══ Supplied records
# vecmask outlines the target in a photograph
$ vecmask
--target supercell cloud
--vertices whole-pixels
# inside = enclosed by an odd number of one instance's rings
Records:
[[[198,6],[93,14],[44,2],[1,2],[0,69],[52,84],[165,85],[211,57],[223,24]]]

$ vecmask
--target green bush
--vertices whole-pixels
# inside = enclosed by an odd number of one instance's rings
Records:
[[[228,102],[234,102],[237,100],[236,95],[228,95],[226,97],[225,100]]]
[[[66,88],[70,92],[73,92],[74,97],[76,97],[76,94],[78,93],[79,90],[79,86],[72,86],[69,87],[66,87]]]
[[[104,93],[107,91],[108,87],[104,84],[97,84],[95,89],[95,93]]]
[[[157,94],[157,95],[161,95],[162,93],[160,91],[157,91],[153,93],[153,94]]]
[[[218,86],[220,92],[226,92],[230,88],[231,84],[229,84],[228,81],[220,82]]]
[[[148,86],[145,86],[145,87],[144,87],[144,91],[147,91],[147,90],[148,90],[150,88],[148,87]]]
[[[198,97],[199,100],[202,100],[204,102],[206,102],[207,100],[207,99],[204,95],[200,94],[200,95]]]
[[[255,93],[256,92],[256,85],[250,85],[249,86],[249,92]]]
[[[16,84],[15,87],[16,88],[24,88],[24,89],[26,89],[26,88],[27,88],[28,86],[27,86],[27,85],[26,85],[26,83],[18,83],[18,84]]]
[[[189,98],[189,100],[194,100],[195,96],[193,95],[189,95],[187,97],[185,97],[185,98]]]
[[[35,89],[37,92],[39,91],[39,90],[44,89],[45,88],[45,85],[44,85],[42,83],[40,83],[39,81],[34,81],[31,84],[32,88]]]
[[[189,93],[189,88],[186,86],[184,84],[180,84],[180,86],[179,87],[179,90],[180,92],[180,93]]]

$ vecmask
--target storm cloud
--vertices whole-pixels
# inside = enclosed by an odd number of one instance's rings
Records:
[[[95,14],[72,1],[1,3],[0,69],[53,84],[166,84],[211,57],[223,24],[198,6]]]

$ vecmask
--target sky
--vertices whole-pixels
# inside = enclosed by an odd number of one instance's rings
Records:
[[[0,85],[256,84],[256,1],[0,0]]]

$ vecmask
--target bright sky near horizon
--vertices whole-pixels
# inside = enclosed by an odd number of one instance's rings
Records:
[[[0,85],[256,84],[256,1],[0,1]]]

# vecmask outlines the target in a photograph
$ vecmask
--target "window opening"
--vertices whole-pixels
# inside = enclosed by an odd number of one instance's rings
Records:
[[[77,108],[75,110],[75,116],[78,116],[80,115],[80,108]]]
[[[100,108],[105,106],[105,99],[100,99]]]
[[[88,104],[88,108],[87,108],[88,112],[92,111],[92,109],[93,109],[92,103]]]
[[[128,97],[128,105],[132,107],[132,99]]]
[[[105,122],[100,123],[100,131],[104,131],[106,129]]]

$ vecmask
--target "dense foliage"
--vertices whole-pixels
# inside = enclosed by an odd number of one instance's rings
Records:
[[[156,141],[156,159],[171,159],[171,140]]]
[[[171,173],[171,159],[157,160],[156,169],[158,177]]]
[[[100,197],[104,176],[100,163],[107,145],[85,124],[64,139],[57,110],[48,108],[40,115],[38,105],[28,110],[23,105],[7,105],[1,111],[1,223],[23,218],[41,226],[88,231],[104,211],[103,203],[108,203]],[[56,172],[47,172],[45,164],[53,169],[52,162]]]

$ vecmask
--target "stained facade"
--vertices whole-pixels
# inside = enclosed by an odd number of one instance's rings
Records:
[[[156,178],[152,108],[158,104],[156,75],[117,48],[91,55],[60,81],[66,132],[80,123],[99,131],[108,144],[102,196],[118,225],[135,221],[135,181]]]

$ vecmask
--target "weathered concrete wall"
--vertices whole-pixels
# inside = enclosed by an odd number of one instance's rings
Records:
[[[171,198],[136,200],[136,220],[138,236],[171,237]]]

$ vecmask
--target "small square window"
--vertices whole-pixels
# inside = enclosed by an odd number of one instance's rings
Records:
════
# What this task involves:
Reproduce the rows verbatim, starting at the very first row and ending at the line that contains "[[[0,85],[256,84],[256,1],[0,0]]]", with both of those lines included.

# Answer to this problem:
# vecmask outlines the target in a photograph
$ vecmask
--target supercell cloud
--vertices whole-pixels
# inside = enclosed by an odd number of one instance's rings
Records:
[[[198,6],[93,14],[44,2],[1,2],[0,69],[52,84],[165,85],[211,57],[223,24]]]

$ vecmask
--target green bush
--vertices whole-pixels
# inside = enclosed by an odd number of one instance's rings
Records:
[[[228,102],[234,102],[237,100],[236,95],[228,95],[226,97],[225,100]]]
[[[66,88],[70,92],[73,92],[74,97],[76,97],[76,94],[78,93],[79,90],[79,86],[72,86],[69,87],[66,87]]]
[[[104,93],[107,91],[108,87],[104,84],[97,84],[95,89],[95,93]]]
[[[157,94],[157,95],[161,95],[162,93],[160,91],[157,91],[153,93],[153,94]]]
[[[218,86],[220,92],[226,92],[230,88],[231,84],[229,84],[228,81],[220,82]]]
[[[148,86],[145,86],[145,87],[144,87],[144,91],[147,91],[147,90],[148,90],[150,88],[148,87]]]
[[[198,97],[199,100],[202,100],[204,102],[206,102],[207,100],[207,99],[204,95],[200,94],[200,95]]]
[[[255,93],[256,92],[256,85],[250,85],[249,86],[249,92]]]
[[[16,84],[15,87],[16,88],[24,88],[24,89],[26,89],[26,88],[27,88],[28,86],[27,86],[27,85],[26,85],[26,83],[18,83],[18,84]]]
[[[189,98],[189,100],[194,100],[195,96],[193,95],[189,95],[187,97],[185,97],[185,98]]]
[[[35,89],[37,92],[39,91],[39,90],[44,89],[45,88],[45,85],[44,85],[42,83],[40,83],[39,81],[34,81],[31,84],[32,88]]]
[[[189,93],[189,88],[186,86],[184,84],[180,84],[180,86],[179,87],[179,90],[180,92],[180,93]]]

$ vecmask
--target storm cloud
--vertices whole-pixels
# inside = enclosed by an odd number of one instance's rings
Records:
[[[95,14],[72,1],[1,3],[0,69],[53,84],[166,84],[211,57],[223,24],[198,6]]]

$ vecmask
--target sky
--vertices whole-pixels
# inside = enclosed by an odd number of one instance's rings
Records:
[[[0,85],[256,84],[256,1],[0,0]]]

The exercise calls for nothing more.